EXERCISE DESCRIPTION:
Answer these questions from the Sistine Chapel Anniversary piece.
(a) How many years did it take Michelangelo Buonarroti to paint the chapel's ceiling?
(b) At which church does Pastor John Ortberg serve?
(c) Who says that the ceiling may be the most important piece of art ever made?
Start of ARTICLE
Sistine Chapel Anniversary

 

LUCKY SEVERSON, correspondent: Of all the magnificence of the Vatican, there is likely nothing of more artistic consequence than the Pope’s own personal chapel within the Vatican—the Sistine Chapel, more specifically its ceiling. It took Michelangelo Buonarroti 4 long years to paint the famed ceiling and 500 years later it stands for many as the most powerful portrayal of man’s relationship to God. Art historian Bridget Goodbody.

BRIDGET GOODBODY: It wouldn’t be too hard to say that it’s the most important piece of art that’s ever been made.

SEVERSON: Important not only to Catholics, but to Christians of many denominations. In California, at the Menlo Park Presbyterian Church, Pastor John Ortberg has based much of his writing for books and sermons on Michelangelo’s images.

Pastor John Ortberg

PASTOR JOHN ORTBERG: On the ceiling you have this image that is glorious, transcendent, splendid, overwhelming, enormous. I mean, you just stand in there and you’re kind of bowled over by it.
End of ARTICLE
Start of PROVIDED MATERIAL
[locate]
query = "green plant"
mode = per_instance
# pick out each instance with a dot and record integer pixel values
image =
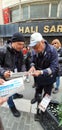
(59, 111)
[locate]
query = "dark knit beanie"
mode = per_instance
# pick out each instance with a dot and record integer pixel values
(17, 37)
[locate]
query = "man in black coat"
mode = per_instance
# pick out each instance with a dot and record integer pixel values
(44, 66)
(11, 60)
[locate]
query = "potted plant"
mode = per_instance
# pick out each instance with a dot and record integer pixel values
(51, 119)
(59, 112)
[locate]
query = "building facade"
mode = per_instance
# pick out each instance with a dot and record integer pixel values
(29, 16)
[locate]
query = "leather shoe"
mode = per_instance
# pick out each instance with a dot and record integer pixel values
(17, 96)
(14, 111)
(34, 100)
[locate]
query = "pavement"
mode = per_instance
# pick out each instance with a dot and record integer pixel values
(26, 121)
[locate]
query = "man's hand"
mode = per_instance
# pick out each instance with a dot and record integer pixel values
(31, 70)
(36, 73)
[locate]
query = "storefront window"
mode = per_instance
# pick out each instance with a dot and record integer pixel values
(15, 14)
(54, 10)
(39, 11)
(25, 12)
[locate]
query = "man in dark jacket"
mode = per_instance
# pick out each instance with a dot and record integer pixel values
(11, 60)
(45, 66)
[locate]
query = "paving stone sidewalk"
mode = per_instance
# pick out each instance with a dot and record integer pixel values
(25, 122)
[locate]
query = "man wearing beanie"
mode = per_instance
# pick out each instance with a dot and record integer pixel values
(11, 60)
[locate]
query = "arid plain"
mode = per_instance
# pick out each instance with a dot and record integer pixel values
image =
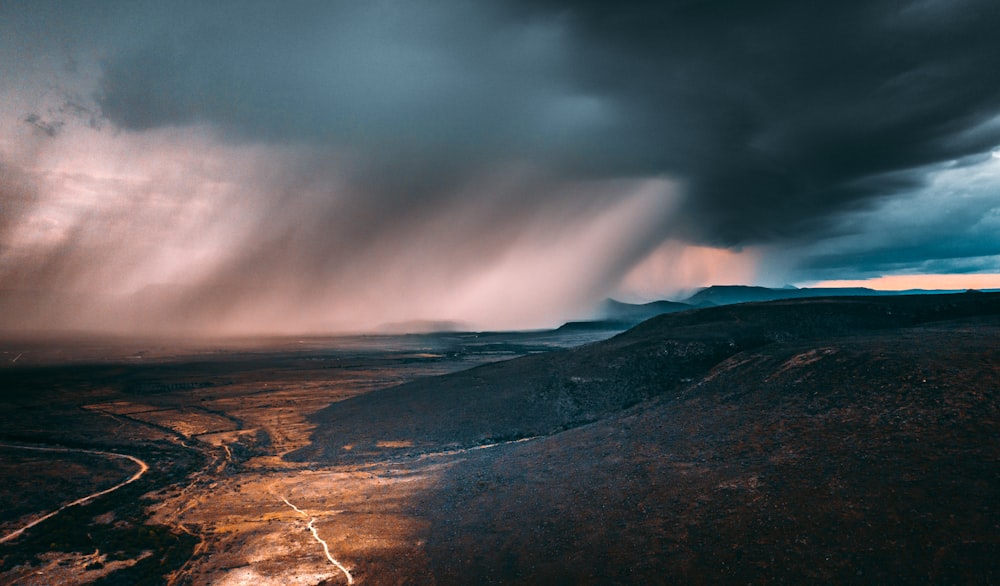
(830, 440)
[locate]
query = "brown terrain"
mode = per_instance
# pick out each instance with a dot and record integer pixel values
(847, 440)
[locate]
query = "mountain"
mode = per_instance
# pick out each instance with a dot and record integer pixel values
(729, 294)
(553, 391)
(618, 315)
(831, 440)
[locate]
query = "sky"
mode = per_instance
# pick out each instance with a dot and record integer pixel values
(228, 168)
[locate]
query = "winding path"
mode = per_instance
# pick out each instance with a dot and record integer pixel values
(326, 548)
(143, 468)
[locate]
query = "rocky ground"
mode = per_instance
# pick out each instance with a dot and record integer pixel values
(848, 440)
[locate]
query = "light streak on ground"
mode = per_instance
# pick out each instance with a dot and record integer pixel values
(143, 467)
(326, 548)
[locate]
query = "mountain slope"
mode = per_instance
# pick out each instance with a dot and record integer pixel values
(548, 393)
(864, 458)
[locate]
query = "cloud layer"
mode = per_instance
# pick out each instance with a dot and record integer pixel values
(253, 166)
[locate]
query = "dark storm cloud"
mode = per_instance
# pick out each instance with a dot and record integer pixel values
(777, 113)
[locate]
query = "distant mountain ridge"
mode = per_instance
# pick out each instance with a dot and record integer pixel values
(730, 294)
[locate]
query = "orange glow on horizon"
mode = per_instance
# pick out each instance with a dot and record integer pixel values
(904, 282)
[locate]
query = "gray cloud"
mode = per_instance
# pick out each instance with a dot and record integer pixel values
(428, 143)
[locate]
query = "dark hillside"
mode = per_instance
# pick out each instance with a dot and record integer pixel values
(866, 458)
(548, 393)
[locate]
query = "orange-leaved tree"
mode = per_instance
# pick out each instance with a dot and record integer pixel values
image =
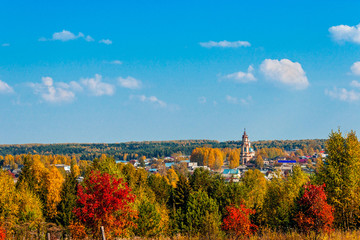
(2, 233)
(315, 214)
(105, 201)
(237, 222)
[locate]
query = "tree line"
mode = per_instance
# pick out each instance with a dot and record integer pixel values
(130, 202)
(158, 149)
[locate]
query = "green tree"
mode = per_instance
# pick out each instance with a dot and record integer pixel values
(200, 209)
(68, 197)
(234, 158)
(341, 176)
(259, 161)
(280, 199)
(148, 221)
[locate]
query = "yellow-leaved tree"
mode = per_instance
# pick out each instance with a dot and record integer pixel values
(172, 177)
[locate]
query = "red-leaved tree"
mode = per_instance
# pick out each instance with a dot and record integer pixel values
(237, 222)
(315, 213)
(2, 233)
(105, 201)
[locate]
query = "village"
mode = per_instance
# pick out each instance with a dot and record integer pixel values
(185, 165)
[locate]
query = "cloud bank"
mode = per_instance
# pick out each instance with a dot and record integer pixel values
(129, 82)
(345, 33)
(242, 77)
(285, 72)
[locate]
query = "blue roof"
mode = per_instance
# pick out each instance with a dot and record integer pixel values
(231, 171)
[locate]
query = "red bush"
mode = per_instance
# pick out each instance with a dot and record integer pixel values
(2, 233)
(104, 200)
(237, 222)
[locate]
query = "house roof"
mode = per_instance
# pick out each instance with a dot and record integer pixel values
(231, 171)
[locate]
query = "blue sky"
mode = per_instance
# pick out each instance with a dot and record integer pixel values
(114, 71)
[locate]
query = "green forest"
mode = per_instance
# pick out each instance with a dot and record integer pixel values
(128, 202)
(149, 149)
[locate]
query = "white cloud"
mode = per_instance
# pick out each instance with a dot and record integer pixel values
(88, 38)
(97, 87)
(106, 41)
(129, 82)
(54, 93)
(202, 100)
(235, 100)
(5, 88)
(355, 83)
(225, 44)
(355, 68)
(65, 35)
(152, 99)
(285, 72)
(242, 77)
(345, 33)
(117, 62)
(231, 99)
(343, 94)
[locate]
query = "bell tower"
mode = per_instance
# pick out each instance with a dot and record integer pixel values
(246, 152)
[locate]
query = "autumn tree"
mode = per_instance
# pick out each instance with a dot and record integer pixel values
(178, 203)
(160, 186)
(2, 233)
(172, 177)
(104, 200)
(340, 173)
(259, 161)
(201, 211)
(254, 187)
(234, 158)
(237, 223)
(51, 188)
(65, 215)
(8, 205)
(280, 199)
(148, 221)
(314, 214)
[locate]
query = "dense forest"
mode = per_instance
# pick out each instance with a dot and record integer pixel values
(131, 202)
(150, 149)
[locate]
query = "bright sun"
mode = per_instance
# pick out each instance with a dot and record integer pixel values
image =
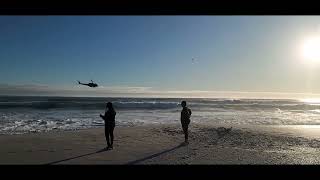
(311, 49)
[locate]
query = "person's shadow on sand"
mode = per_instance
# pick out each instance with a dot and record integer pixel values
(155, 155)
(99, 151)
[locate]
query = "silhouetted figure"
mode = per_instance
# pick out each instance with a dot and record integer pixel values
(185, 120)
(109, 122)
(92, 84)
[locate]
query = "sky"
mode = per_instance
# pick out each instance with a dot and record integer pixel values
(191, 56)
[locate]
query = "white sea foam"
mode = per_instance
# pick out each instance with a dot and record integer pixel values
(71, 113)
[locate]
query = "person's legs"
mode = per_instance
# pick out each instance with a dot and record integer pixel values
(186, 133)
(106, 132)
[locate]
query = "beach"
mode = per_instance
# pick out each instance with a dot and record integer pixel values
(161, 144)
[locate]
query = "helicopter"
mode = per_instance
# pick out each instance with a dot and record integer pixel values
(92, 84)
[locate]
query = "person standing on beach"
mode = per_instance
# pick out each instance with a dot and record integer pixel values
(109, 124)
(185, 120)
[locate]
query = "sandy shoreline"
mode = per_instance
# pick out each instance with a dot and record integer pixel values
(161, 144)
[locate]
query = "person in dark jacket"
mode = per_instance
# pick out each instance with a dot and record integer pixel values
(109, 121)
(185, 120)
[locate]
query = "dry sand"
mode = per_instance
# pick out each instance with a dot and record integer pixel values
(161, 144)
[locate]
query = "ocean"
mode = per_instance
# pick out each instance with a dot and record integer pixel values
(20, 114)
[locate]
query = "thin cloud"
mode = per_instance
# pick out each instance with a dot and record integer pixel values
(127, 91)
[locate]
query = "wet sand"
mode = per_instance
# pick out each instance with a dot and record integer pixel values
(161, 144)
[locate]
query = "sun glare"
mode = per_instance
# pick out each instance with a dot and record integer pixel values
(311, 49)
(311, 100)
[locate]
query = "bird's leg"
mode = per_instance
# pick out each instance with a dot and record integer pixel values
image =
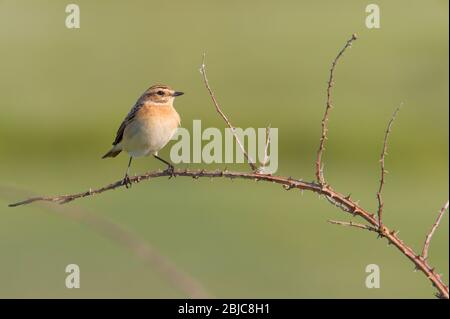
(126, 180)
(170, 167)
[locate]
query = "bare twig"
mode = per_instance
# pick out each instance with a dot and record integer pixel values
(353, 224)
(319, 165)
(179, 279)
(341, 201)
(383, 170)
(426, 245)
(227, 121)
(345, 203)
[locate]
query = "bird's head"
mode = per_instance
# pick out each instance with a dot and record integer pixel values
(161, 94)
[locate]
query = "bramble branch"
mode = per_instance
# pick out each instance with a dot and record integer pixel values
(426, 246)
(344, 203)
(319, 166)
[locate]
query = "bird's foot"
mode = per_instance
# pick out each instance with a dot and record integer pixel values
(171, 171)
(126, 181)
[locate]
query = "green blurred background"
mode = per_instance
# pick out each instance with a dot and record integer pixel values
(64, 93)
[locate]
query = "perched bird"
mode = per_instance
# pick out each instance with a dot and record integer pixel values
(148, 127)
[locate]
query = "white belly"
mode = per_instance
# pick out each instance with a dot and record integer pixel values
(142, 139)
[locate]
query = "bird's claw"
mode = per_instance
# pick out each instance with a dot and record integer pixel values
(126, 181)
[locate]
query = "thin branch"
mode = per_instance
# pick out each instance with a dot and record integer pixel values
(353, 224)
(426, 245)
(227, 121)
(383, 170)
(323, 138)
(345, 203)
(266, 152)
(179, 279)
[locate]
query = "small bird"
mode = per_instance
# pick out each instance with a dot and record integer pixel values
(148, 127)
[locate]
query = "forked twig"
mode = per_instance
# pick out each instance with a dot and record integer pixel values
(345, 203)
(225, 118)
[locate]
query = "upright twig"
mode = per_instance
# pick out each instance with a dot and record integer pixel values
(344, 203)
(353, 224)
(225, 118)
(426, 245)
(319, 166)
(382, 166)
(266, 151)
End of PROVIDED MATERIAL
OUTPUT OF THE TASK:
(a) It took him 4 years.
(b) He serves at the Menlo Park Presbyterian Church in California.
(c) Art historian Bridget Goodbody says it.